▶ _Extrait fourni_
Le président de l’CEIC et du Présidium est de droit président de l’IC §19. Le CEIC élit au Bureau d’organisation qui discute et tranche toutes les questions d’organisation et de finances. Il peut être fait appel des décisions du Bureau d’organisation devant le Présidium.

Mais jusqu’à leur annulation ou par le Présidium, ces décisions sont obligatoires. Le CEIC fixe la composition du Bureau d’organisation.

§20. Le CEIC élit un Secrétariat qui est l’organe exécutif du CEIC, du Présidium et du Bureau d’Organisation. Les membres du Secrétariat font partie du Bureau d’Organisation.

§21. Le CEIC élit la rédaction de la revue mensuelle l’IC, ainsi que lés rédacteurs des autres publications de l’IC

§22. Le CEIC nomme un Secrétariat International pour le mouvement communiste des femmes et prend, en commun avec lui, les décisions soit politiques, soit d’organisation concernant ce mouvement.

§23. Le CEIC crée des Sections pour l’Information et la Statistique, l’Agitation et la Propagande, l’Organisation, et une Section pour l’Orient. Il a le droit de créer en cas de besoin d’autres Sections et de donner à l’appareil d’exécution la forme la plus utile.

▶ _Tâche demandée A_
Dans le listing, recopiez la partie qui s'ouvre sur la ligne contenant « In[2]: # Find the thumb » et se ferme sur celle contenant « 986,35 -> 1265,590 », en remplaçant « thumb » par « index finger » et sans rien changer d'autre.

▶ _Données fournies_
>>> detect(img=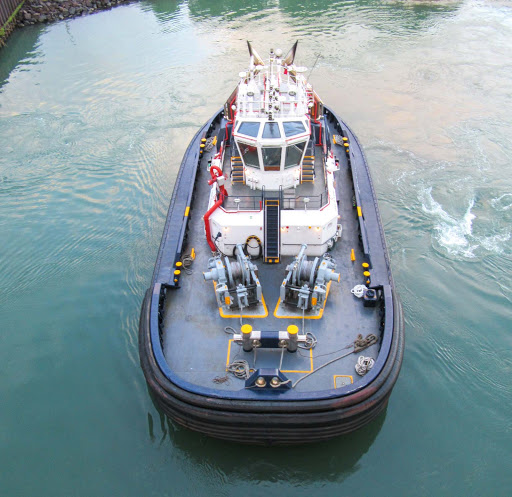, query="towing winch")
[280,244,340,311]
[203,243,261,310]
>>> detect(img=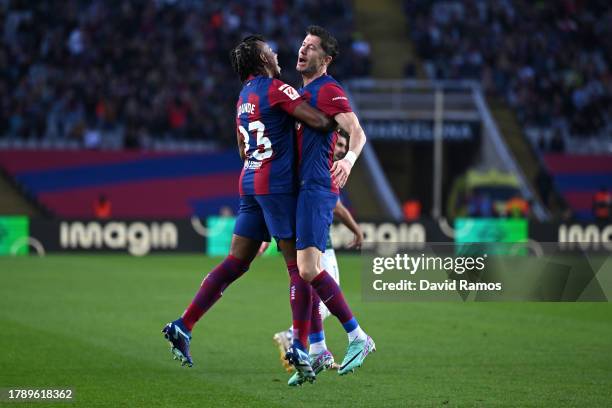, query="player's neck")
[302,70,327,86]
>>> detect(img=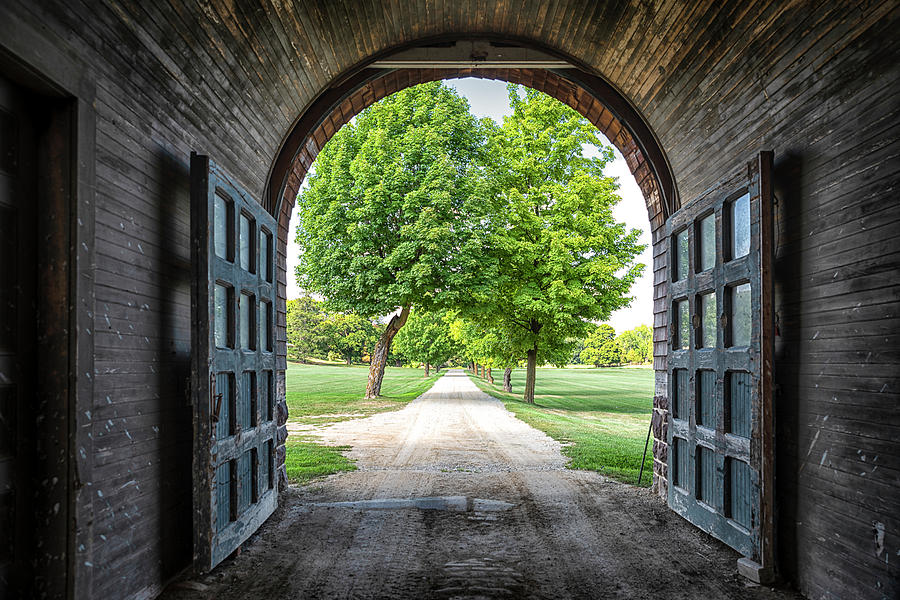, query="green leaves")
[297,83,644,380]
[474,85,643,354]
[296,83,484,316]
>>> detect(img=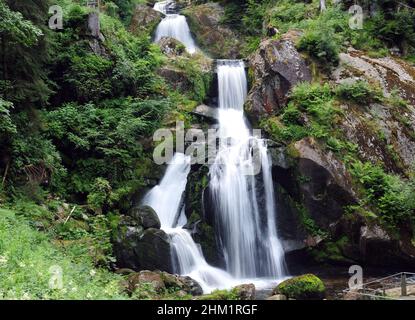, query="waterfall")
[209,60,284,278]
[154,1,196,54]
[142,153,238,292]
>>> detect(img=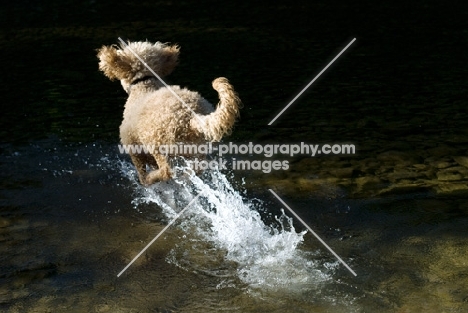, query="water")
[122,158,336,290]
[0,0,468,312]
...
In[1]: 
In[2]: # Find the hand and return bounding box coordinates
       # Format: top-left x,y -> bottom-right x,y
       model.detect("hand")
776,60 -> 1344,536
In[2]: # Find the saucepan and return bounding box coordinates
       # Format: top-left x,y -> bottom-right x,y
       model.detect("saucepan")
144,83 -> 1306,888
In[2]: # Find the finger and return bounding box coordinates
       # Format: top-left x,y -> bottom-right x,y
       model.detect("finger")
* * *
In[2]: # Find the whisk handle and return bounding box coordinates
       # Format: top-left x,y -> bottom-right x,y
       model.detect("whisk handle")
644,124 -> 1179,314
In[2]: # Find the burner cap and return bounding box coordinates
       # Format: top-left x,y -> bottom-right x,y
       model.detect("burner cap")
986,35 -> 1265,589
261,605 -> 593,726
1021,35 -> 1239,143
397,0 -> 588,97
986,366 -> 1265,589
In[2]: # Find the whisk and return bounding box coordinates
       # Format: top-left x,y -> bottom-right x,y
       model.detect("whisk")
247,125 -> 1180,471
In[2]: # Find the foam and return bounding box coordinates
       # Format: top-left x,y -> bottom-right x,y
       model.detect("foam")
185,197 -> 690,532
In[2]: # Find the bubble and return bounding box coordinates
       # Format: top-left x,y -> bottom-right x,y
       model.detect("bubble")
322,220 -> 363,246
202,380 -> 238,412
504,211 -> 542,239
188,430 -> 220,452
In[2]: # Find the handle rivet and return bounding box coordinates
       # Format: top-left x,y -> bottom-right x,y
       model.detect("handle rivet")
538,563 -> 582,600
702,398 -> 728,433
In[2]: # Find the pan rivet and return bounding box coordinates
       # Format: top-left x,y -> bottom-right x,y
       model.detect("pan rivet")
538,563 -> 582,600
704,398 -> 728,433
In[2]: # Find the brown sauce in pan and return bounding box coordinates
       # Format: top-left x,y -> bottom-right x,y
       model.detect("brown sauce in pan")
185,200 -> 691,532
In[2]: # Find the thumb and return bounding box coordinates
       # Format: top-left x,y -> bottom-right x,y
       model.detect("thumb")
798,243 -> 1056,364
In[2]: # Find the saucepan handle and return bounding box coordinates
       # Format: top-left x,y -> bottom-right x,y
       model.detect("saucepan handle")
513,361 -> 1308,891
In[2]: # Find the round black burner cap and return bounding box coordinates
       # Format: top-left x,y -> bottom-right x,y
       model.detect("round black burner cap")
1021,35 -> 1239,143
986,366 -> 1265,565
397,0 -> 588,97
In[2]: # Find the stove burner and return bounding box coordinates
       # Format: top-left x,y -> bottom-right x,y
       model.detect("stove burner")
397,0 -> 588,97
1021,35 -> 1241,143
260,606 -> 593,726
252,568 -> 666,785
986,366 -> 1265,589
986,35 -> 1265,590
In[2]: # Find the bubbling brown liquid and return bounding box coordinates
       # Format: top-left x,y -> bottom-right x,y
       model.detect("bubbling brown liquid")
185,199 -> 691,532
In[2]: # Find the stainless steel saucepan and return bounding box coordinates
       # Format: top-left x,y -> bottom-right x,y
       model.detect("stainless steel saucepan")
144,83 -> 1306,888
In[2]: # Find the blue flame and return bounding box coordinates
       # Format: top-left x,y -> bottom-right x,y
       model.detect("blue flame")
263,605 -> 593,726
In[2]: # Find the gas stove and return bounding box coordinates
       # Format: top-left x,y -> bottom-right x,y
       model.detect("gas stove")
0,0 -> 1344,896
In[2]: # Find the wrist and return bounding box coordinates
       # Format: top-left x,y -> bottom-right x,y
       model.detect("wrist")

▶ _Tâche demandée B_
Traduisez en anglais cette phrase de l'extrait sur les organes du CEIC : « Les membres du Secrétariat font partie du Bureau d’Organisation. »

▶ _Résultat obtenu A_
In[2]: # Find the index finger and return bounding box coordinates
       # Format: top-left x,y -> bottom-right x,y
       model.detect("index finger")
798,243 -> 1056,364
In[2]: # Find the saucepan handle and return bounding box coordinates
       # Format: top-left x,y -> bottom-right x,y
       model.detect("saucepan handle")
513,361 -> 1308,891
In[2]: # Find the round black burner cap and return bounding box coordinates
       # Format: top-left x,y -> bottom-right x,y
       model.detect("round black burner cap")
1021,35 -> 1239,143
986,366 -> 1265,565
397,0 -> 588,97
In[2]: # Find the stove burner and return bounding box coordinates
       # Format: top-left x,y -> bottom-right x,y
       model.detect("stove burner")
397,0 -> 588,97
1021,35 -> 1241,143
260,606 -> 593,726
252,568 -> 666,785
986,366 -> 1265,589
986,35 -> 1265,590

▶ _Résultat obtenu B_
The members of the Secretariat are part of the Organization Bureau.